# RAW RECORDS start

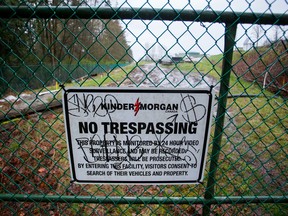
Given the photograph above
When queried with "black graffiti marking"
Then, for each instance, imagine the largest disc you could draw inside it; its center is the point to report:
(193, 112)
(90, 104)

# RAW RECORDS end

# [PROBLEM REQUIREMENTS]
From the entries above, extract every line that contains the word "graffiti". Case counts.

# [FINAL ANSWER]
When queried with "black graffiti marking"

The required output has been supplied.